[TEXTO DE REFERÊNCIA]
****

Restaurar áreas degradadas de Mata Atlântica, recuperar e proteger nascentes e promover condições para o avanço da biodiversidade. Tudo isso gerando renda e contribuindo para a autonomia das comunidades quilombolas da região do Vale do Ribeira (SP) e para o fortalecimento de seus territórios.
Este é o trabalho da Rede de Sementes do Vale do Ribeira, que encerra o ano com uma grande conquista: a formalização de uma cooperativa de coletores quilombolas voltada à restauração ecológica de floresta nativa do bioma mais degradado do Brasil.
A Rede de Sementes do Vale do Ribeira teve início em 2017 e, desde então, já comercializou mais de seis toneladas de sementes que foram suficientes para a restauração de cerca de 170 hectares de Mata Atlântica nos estados de São Paulo, Rio de Janeiro, Espírito Santo, Minas Gerais e Paraná, com 100 variedades de espécies nativas. Somente em 2023, foi fornecida 1,14 tonelada, dentro de uma variedade de 81 espécies.

****

[AÇÕES A REALIZAR]
**1.** Reproduza o texto sobre a Rede de Sementes do Vale do Ribeira de "Restaurar áreas degradadas" até "de seus territórios.", inclusive, trocando "nascentes" por "fontes".
**2.** Por favor, dê continuidade ao texto sobre a Rede de Sementes do Vale do Ribeira a partir do ponto em que ele termina.
O material a seguir não tem relação com o texto.

****

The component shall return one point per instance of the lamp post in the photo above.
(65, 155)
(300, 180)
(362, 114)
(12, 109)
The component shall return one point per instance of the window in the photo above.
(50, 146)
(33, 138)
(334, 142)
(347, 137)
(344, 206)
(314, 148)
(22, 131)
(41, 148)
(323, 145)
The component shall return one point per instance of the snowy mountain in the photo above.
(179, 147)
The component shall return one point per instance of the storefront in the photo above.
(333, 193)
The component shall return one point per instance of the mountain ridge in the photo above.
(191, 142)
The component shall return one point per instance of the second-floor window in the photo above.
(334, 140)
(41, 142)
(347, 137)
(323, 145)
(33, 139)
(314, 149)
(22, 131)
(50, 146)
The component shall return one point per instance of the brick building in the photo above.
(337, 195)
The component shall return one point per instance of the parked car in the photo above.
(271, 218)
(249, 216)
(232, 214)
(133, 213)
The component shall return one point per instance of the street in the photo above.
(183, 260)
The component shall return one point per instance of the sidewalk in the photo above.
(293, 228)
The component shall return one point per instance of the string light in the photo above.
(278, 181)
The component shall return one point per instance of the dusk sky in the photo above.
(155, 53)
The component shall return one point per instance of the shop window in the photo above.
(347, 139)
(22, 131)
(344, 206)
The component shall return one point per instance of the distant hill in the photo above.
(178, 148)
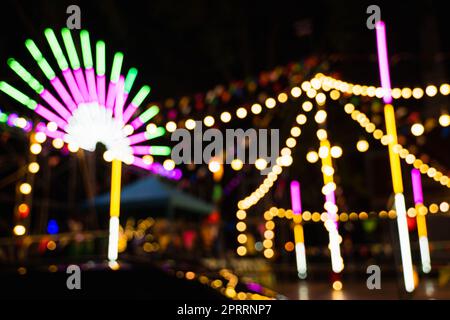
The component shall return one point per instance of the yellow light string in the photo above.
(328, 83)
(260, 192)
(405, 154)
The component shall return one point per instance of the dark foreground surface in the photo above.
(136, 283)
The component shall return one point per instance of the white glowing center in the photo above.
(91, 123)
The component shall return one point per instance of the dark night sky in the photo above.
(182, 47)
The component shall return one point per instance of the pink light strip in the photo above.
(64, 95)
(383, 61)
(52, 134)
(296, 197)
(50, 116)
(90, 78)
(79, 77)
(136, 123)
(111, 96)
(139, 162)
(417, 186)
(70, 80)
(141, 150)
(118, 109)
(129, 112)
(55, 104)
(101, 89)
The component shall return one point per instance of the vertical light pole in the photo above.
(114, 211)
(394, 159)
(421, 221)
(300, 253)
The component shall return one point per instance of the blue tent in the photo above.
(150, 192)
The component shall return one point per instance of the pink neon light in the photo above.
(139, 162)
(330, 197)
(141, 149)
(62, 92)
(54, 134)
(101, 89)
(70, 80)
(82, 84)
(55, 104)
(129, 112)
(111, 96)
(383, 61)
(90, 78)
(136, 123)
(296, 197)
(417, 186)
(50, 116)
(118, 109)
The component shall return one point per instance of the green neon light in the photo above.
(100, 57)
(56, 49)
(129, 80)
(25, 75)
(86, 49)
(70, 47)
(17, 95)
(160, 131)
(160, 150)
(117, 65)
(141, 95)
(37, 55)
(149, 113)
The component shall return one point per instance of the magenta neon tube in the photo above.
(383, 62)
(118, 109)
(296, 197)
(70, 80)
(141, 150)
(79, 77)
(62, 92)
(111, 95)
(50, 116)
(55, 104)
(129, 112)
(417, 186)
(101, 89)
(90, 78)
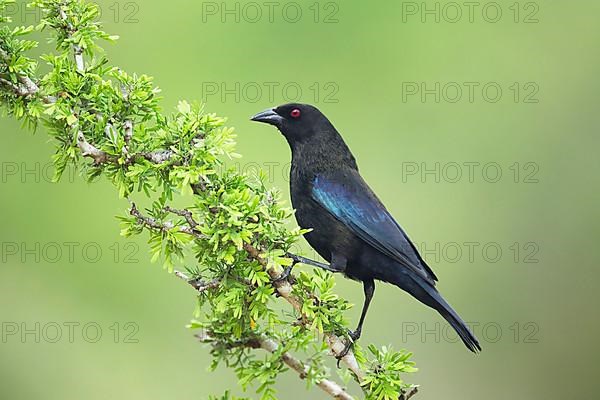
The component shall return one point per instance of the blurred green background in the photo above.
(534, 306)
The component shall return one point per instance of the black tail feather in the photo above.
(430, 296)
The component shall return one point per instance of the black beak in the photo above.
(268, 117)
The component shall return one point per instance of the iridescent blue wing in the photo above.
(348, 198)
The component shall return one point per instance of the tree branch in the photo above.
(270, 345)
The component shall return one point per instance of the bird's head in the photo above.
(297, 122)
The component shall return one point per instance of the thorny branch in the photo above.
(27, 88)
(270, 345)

****

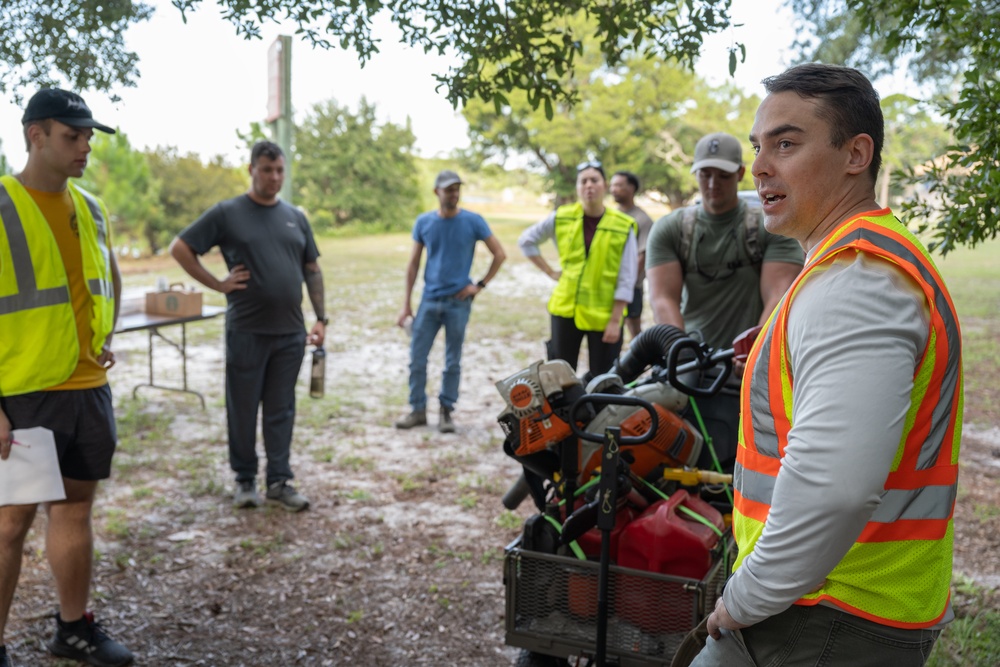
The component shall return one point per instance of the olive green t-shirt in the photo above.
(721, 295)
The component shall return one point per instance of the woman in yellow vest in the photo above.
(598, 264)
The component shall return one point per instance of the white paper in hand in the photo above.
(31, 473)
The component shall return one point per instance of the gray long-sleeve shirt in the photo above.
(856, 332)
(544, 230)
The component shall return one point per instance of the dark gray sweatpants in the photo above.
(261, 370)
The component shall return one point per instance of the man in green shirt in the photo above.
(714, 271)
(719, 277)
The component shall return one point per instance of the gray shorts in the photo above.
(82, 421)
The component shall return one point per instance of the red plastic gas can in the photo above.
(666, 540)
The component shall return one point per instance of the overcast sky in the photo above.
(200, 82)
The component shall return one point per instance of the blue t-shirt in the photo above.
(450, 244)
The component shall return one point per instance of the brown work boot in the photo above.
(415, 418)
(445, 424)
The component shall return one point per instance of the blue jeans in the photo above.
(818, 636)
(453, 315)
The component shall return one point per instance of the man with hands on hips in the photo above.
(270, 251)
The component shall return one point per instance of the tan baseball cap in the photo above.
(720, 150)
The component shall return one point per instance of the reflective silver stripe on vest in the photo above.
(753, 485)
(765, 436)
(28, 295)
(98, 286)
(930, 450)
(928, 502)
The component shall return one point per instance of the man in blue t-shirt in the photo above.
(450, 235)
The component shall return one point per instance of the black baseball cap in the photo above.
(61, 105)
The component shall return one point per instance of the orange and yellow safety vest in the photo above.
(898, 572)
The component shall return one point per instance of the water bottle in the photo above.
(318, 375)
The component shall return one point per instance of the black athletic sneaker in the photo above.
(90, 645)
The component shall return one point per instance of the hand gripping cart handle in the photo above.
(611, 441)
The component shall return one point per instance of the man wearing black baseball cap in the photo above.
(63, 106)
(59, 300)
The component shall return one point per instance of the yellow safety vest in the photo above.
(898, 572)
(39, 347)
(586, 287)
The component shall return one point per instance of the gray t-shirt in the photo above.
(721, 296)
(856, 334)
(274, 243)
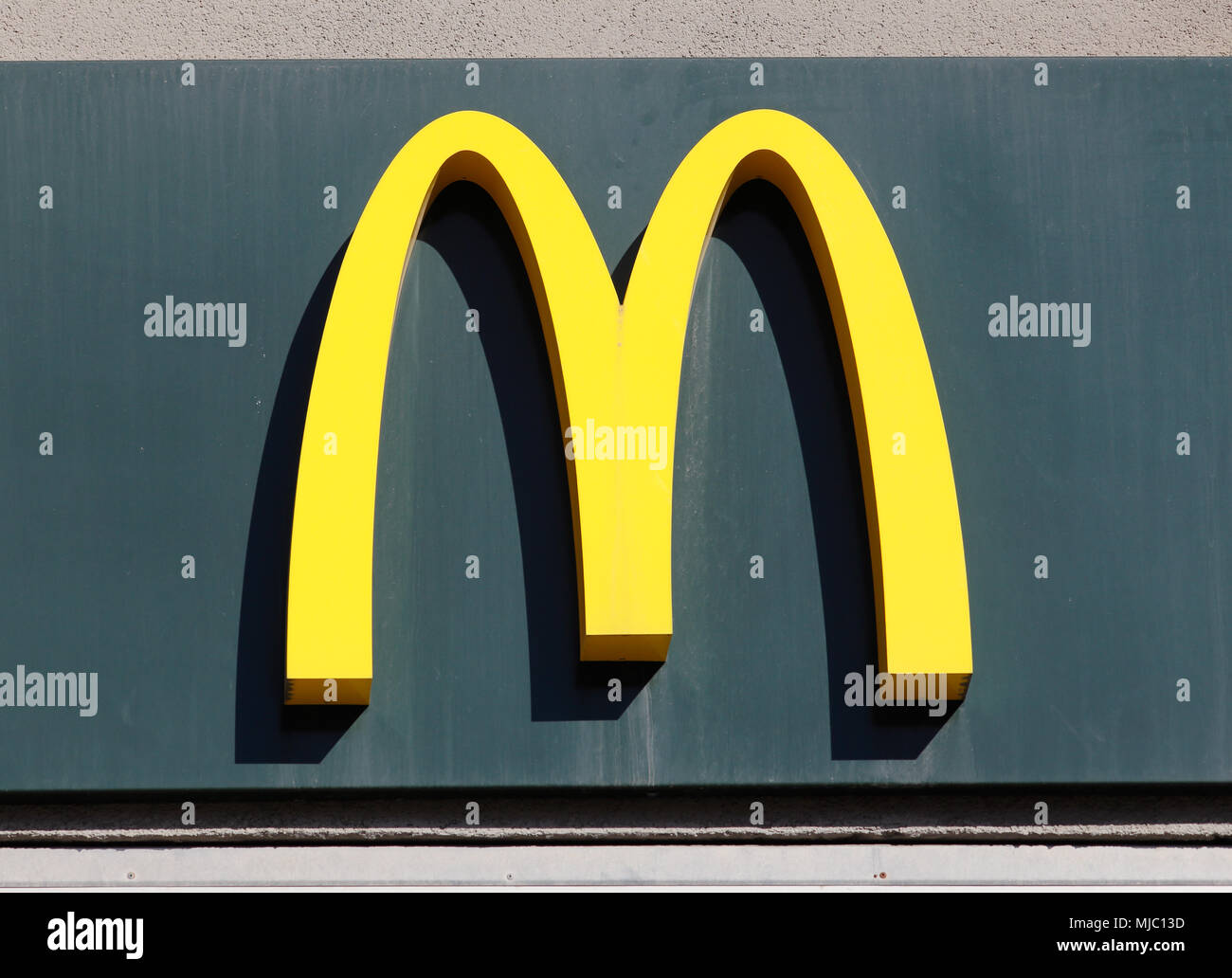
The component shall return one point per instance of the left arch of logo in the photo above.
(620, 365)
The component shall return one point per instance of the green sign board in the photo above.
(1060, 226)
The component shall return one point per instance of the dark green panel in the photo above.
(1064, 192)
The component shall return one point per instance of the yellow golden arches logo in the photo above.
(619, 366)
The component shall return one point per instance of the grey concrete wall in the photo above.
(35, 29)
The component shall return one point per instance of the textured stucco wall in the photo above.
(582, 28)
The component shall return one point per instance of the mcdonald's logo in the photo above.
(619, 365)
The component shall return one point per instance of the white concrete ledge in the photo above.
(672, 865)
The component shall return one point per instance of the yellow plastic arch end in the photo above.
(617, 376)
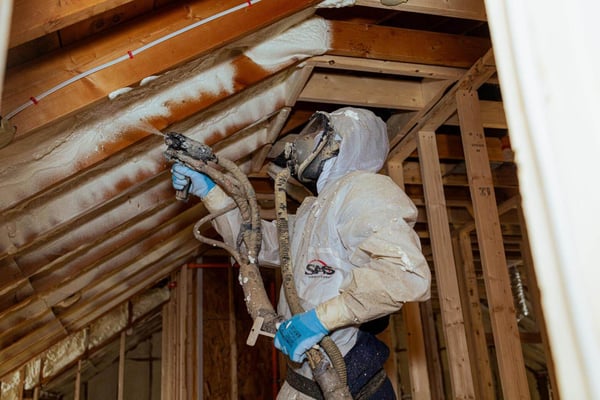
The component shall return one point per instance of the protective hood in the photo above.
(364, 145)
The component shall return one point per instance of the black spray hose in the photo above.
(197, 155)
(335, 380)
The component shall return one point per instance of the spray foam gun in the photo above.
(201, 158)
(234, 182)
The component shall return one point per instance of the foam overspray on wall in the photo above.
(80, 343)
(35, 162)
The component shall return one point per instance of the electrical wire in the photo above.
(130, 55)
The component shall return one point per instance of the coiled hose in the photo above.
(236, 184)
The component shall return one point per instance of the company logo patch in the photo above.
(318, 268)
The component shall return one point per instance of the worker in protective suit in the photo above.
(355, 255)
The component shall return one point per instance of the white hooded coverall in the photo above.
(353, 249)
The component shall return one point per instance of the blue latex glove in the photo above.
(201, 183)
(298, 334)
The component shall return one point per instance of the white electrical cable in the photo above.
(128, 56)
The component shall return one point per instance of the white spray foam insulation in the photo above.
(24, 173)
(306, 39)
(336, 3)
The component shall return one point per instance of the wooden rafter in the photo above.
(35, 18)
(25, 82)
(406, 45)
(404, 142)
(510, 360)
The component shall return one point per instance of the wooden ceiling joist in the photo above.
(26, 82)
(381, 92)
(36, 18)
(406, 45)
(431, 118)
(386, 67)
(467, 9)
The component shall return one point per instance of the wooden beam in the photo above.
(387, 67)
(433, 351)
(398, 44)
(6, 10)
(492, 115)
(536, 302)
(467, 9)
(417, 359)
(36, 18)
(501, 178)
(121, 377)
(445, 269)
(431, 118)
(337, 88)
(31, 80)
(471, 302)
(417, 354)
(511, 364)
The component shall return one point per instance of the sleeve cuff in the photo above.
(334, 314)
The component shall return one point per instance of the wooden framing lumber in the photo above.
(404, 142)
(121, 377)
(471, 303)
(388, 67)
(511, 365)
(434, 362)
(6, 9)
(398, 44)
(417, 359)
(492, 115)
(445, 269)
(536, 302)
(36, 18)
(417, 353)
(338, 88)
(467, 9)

****

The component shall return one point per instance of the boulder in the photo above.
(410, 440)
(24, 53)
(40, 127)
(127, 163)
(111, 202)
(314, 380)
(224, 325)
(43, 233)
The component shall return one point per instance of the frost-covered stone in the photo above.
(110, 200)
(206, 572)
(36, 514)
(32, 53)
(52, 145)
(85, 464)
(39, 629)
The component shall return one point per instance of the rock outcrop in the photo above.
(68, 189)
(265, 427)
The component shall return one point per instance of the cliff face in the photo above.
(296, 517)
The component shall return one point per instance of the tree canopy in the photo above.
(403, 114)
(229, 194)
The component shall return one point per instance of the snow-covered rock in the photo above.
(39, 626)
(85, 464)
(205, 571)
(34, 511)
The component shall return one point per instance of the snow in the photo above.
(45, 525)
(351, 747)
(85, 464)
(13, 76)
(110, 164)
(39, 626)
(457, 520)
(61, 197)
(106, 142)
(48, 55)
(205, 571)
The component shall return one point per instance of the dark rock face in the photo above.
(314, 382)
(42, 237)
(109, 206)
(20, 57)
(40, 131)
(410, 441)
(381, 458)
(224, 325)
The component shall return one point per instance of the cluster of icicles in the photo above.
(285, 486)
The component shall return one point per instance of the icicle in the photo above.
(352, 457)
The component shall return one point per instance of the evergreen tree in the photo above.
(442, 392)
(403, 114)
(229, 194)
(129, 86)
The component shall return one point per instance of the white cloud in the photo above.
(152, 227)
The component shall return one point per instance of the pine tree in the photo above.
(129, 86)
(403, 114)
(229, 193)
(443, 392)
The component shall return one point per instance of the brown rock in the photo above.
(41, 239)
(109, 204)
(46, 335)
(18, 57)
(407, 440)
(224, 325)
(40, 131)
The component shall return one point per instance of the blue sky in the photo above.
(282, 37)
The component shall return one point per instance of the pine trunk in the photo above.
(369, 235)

****

[RESULTADOS EM ORDEM]
**1.**
Restaurar áreas degradadas de Mata Atlântica, recuperar e proteger fontes e promover condições para o avanço da biodiversidade. Tudo isso gerando renda e contribuindo para a autonomia das comunidades quilombolas da região do Vale do Ribeira (SP) e para o fortalecimento de seus territórios.

**2.**
São 60 os coletores que realizam este trabalho de extrativismo em seus territórios. Trabalho este que só é possível porque, habitando a região há mais de 400 anos, eles foram os responsáveis pela manutenção do maior remanescente de Mata Atlântica do país. Ou seja, a maior parte do que resta preservado do bioma está em seus quilombos, o que deveria lhes conferir o reconhecimento de guardiões da floresta em pé.
O ciclo de preservação ambiental, manejo de terra e geração de renda para o bem-viver das comunidades é a base da ocupação territorial secular dos quilombos na região. (Muito embora a preservação que eles mesmos praticaram seja razão para a manifestação violenta de um aparelho estatal racista, que hoje tenta criminalizá-los pela prática de suas roças, as mesmas que proporcionaram a conservação da mata ao longo dos últimos séculos.
E hoje eles coletam as sementes do que conservaram para gerar ainda mais floresta.
“Mas semente gera renda?”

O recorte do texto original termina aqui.